### Entries shown

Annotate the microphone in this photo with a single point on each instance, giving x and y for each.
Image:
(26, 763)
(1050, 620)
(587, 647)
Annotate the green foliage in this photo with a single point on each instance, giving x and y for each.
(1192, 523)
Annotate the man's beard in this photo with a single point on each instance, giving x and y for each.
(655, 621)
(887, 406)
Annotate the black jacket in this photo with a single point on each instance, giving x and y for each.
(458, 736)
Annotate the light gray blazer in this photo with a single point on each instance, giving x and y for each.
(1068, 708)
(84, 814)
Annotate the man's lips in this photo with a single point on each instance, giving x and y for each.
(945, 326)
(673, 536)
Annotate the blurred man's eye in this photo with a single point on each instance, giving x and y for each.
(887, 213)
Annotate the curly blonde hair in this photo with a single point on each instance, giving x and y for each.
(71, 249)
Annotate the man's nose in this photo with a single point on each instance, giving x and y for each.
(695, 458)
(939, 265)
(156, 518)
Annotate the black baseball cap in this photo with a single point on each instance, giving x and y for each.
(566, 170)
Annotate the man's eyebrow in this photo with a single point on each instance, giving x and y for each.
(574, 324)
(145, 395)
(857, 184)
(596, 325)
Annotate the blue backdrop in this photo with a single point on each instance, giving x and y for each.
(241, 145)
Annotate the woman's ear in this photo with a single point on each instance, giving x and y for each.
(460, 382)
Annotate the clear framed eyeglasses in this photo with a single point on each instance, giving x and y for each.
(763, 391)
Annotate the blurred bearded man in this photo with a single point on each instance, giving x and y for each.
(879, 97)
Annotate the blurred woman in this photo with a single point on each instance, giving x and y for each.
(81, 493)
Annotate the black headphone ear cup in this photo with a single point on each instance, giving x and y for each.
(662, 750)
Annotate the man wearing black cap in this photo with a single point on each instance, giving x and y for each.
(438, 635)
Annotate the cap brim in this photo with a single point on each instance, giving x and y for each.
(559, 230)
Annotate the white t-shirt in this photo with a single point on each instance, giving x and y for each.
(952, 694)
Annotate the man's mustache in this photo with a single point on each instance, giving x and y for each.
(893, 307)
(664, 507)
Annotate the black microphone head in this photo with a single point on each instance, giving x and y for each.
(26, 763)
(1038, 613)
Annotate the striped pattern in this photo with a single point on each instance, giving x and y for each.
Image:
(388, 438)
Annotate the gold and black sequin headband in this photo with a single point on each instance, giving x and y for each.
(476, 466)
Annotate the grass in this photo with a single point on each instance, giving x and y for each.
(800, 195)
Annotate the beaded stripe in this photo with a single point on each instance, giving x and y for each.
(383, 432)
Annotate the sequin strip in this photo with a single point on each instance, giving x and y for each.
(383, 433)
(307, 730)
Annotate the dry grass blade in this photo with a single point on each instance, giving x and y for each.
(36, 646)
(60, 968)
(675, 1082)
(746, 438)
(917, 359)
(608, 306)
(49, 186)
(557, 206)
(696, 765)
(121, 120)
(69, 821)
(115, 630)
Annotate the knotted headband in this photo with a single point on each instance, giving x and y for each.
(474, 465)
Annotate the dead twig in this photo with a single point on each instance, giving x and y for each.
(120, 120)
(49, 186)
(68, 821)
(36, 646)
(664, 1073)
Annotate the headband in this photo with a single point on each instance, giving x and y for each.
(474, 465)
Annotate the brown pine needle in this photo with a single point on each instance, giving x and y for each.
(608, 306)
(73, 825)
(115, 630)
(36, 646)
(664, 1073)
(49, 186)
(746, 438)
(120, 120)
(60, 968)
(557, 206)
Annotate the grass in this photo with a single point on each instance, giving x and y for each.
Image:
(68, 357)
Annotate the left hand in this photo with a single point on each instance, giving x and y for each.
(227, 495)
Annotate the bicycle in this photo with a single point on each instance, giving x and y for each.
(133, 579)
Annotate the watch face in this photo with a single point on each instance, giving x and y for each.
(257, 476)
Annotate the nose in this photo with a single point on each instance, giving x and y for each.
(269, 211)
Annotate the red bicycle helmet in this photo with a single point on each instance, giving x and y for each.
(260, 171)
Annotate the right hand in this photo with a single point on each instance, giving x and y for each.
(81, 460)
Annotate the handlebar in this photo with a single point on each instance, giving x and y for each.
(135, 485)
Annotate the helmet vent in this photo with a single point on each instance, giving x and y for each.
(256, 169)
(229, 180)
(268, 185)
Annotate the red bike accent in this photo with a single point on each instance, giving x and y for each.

### Instruction
Reproduce, exactly and with nothing added, the lines from the one that includes "Annotate the red bicycle" through the last line of the material.

### Final result
Annotate the red bicycle helmet in this photo with a single point on each instance, giving x and y for each.
(260, 171)
Annotate the right hand in this photo with a single point on each instance, giving x and y for each.
(81, 460)
Annotate the handlebar in this photo with a single point on each instance, giving x and y for each.
(135, 485)
Annotate the helmet vent in this photo with a single point on each instance, giving x and y for each.
(256, 169)
(229, 180)
(268, 185)
Annotate the red bike accent in this photo with a single point on each instance, giving x and y for each.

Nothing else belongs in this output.